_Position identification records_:
☆ ☆ ☆ ☆ ☆

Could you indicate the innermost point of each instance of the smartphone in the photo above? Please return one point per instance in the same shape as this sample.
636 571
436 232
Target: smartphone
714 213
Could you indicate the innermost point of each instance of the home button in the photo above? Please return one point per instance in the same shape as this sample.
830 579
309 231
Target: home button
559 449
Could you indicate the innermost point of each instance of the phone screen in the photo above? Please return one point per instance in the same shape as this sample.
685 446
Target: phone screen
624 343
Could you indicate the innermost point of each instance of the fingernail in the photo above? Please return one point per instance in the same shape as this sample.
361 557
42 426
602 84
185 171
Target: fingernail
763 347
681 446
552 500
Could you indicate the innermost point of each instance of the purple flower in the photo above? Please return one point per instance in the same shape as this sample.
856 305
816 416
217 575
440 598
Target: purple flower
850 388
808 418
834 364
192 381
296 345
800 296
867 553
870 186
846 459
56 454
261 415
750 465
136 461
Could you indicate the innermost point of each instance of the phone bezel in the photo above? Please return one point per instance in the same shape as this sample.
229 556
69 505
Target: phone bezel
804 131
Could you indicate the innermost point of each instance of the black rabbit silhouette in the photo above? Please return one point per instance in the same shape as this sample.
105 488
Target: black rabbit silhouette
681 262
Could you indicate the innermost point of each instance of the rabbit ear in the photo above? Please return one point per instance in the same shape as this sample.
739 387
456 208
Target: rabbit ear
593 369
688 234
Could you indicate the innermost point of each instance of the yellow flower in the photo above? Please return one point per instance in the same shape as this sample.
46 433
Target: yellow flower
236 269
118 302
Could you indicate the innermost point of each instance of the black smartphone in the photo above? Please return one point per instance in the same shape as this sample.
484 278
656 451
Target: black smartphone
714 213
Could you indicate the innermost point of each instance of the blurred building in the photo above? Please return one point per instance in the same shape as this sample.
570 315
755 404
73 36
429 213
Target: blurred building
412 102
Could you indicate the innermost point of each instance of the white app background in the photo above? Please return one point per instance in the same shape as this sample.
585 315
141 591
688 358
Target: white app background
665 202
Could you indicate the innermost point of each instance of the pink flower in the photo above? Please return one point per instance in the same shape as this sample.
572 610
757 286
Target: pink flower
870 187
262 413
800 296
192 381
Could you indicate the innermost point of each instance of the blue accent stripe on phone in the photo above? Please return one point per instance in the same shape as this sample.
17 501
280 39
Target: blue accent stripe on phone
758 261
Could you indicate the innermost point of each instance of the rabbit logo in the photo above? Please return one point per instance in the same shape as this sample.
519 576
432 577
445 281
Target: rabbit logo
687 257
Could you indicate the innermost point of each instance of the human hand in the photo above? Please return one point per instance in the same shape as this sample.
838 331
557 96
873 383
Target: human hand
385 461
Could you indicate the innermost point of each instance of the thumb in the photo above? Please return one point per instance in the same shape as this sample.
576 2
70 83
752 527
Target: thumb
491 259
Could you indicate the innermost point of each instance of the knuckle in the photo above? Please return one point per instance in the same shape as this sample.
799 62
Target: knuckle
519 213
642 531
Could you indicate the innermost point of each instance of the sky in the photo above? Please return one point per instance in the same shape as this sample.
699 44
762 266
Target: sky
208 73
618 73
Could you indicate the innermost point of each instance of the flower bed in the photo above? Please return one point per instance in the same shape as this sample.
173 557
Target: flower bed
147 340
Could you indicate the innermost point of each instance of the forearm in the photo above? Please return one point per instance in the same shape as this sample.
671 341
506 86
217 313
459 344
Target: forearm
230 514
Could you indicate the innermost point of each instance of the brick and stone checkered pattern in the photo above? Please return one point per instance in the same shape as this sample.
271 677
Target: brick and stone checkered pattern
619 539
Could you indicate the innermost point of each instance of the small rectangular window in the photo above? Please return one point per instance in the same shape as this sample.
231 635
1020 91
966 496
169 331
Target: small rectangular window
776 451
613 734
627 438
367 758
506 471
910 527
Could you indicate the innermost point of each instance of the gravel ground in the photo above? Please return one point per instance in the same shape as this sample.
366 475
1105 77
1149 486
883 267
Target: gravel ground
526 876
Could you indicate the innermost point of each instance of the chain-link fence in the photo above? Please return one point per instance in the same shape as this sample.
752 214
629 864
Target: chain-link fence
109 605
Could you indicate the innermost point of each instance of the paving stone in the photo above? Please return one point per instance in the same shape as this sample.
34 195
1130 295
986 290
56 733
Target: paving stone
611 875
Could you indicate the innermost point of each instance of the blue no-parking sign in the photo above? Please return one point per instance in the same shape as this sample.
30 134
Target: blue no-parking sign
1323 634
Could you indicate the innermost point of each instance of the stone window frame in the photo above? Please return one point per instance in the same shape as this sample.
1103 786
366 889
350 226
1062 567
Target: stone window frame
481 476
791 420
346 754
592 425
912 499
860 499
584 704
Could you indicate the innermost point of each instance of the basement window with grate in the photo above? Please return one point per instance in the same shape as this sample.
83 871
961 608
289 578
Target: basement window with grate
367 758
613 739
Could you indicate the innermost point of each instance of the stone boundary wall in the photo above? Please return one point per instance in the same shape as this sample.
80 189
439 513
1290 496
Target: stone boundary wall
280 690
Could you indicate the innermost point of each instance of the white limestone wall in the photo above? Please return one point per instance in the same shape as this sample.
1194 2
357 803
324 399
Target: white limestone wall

☆ ☆ ☆ ☆ ☆

_Given instruction_:
Using the listing above, reproduce each line without omission.

_Solved exercise_:
Could you indicate the innermost point of each instance of the smartphone in the photo above? Please return one point per instance in the same shape as this sample.
636 571
436 232
Target: smartphone
714 213
Could you indicate the innermost point of each instance of the home button in the photo above? Please return one point per instance in the same shape as this sample.
830 579
309 231
Target: home button
559 449
Could you indicate the innermost point of each instance of the phone screen in the photo above? Please return one point per instance in the same shape as this sample.
685 446
Target: phone screen
624 343
Could you indicate the innermost point of each instance of the fingernail in the photo above? Please return one point per instance in the same shape as this sample.
361 557
42 426
602 84
185 171
Target: fingernail
763 347
681 446
552 500
Could you indicate the innermost point of each instance of the purple flower in the photo above? Please return one point per instance in the same shape as this sample.
856 305
816 416
217 575
440 598
Target: purple flower
850 388
808 418
834 364
192 381
296 345
800 296
867 553
870 186
846 459
56 454
261 415
750 465
136 461
Could you indicate the innermost point of each instance of the phone bezel in the photo above? Please return one point per instance in the same shape as this sample.
229 556
69 505
Target: phone bezel
804 131
Could you indicate the innermost point of each instance of the black rabbit silhouette in the photo above? Please return one point per instance in the same shape as this sample.
105 488
Target: black rabbit silhouette
681 262
Could you indicate the innermost point of each instance of the rabbit ear in the photo above? Please return one point per instance in the same shape as this sample.
739 387
456 208
Target: rabbit ear
593 369
688 234
Could you indicate the innermost point of each instance of the yellow flower in the photo above? Please return one point per instance in the same shape as this sample.
46 433
Target: yellow flower
236 269
118 302
Could you indicate the innermost point of each instance of the black smartphone in the photo above? Please return one point per instance in the same shape as this sample.
484 278
656 451
Target: black smartphone
714 213
Could you indicate the innermost point of each instance of the blurred building in the photo above? Please return one point per instance in the same shape as this sample.
570 315
755 404
73 36
429 213
Target: blurred building
412 102
Could you indicate the innermost point of each instance of the white app background in the photo above? Please return one point per instance in the same shape as this sample.
585 315
141 591
688 358
Target: white app background
665 202
Could you indicate the innermost point of each instance of the pink flower in the photo above? Please return one point per instance in the same shape as this sample.
572 610
757 286
Target: pink flower
870 187
262 413
800 296
192 381
Could you indicate the innermost point of each instance of the blue accent stripe on phone in the photo above? Please return one point per instance in the same shape as this sample.
17 501
280 39
Target: blue accent stripe on phone
758 261
Could you indicate the innermost point of each instance of the rabbit logo in the photo above? Please return one point per instance in the same shape as this sample.
519 576
432 577
445 281
Target: rabbit logo
687 257
Could you indicate the innermost point of each instance of the human hand in the photo above? Please return one point per instance in the same shape as this sample.
838 331
557 96
873 383
Target: human hand
385 461
Could you indicate the innermost point of each instance of the thumb in the photo above? Please return one point per instance in the same shape as this sample.
576 2
70 83
752 527
Target: thumb
491 259
Could you indicate the innermost point of each instance of the knuckle in the photo above? Please return one point per instance in the same shape as this sample.
799 62
Target: knuckle
519 213
642 531
Could you indicate the innermost point of each instance of the sky in the photo above? Please return one point per instance in the same shape as this sample.
699 44
762 266
Target: sky
208 73
618 73
Could you indicate the innermost point of each instance of the flower bed in the photo above? Please return one point per instance in the same shape as this sample.
173 557
Target: flower bed
147 340
Could you indicate the innermost point of each instance of the forearm in the photo above? Please return one point per instance in the same shape as this sample.
671 341
506 86
217 313
459 344
Target: forearm
230 514
Could you indicate the innermost point of each instance of the brick and stone checkered pattern in the photo above? Please return one point per instance in the same shape as this sample.
271 677
Target: brick and stone checkered pattern
619 539
Could you indicate the innermost point of each instance of the small rectangular window in the photo above? Please return one point per instance in the same shape as this sample.
231 635
1020 91
966 496
169 331
Target: small rectangular window
776 451
613 734
627 438
367 758
506 471
910 527
Could you indicate the innermost point of each instance of the gravel ground in the photo above? Please return one point per instance in the same shape as this sample.
366 475
1105 77
1149 486
883 267
Target: gravel ground
526 876
Could you indicate the innermost point of each instance of the chain-link fence in the photo above? Please return one point per instance in the same shape as this sample.
752 214
629 864
Target: chain-link fence
109 605
Could you indicate the innermost point of each instance of the paving stone in the photo above? Please return one point per instance in the same shape as this sample.
34 195
1130 295
986 290
56 733
Target: paving stone
611 875
Could you indicate the innermost point of each instance of the blue no-parking sign in the photo above? Please return one point per instance in the same shape as this sample.
30 134
Target: blue no-parking sign
1323 634
Could you indicate the innermost point of each instance of the stone window frame in the photo above? Please return one point per instance in the same shape as this sample.
1103 786
366 889
350 226
1062 567
Target: stone window frame
481 476
791 420
346 754
592 425
912 499
860 499
584 704
Could you indicate the innermost point of each instance of the basement window with grate in the photo above? Please return one point per instance in the same shape as this sample.
83 871
961 608
289 578
Target: basement window with grate
367 758
613 739
Could you indicate the innermost point of each instance of the stone boundary wall in the photo above? Please return one point per instance in the same shape as this sample.
80 189
439 513
1290 496
Target: stone boundary wall
280 690
Could you indicate the innermost point of each instance of the white limestone wall in the photo above? Please return one point per instance in the same shape as this sample.
1194 2
357 803
324 399
Target: white limestone wall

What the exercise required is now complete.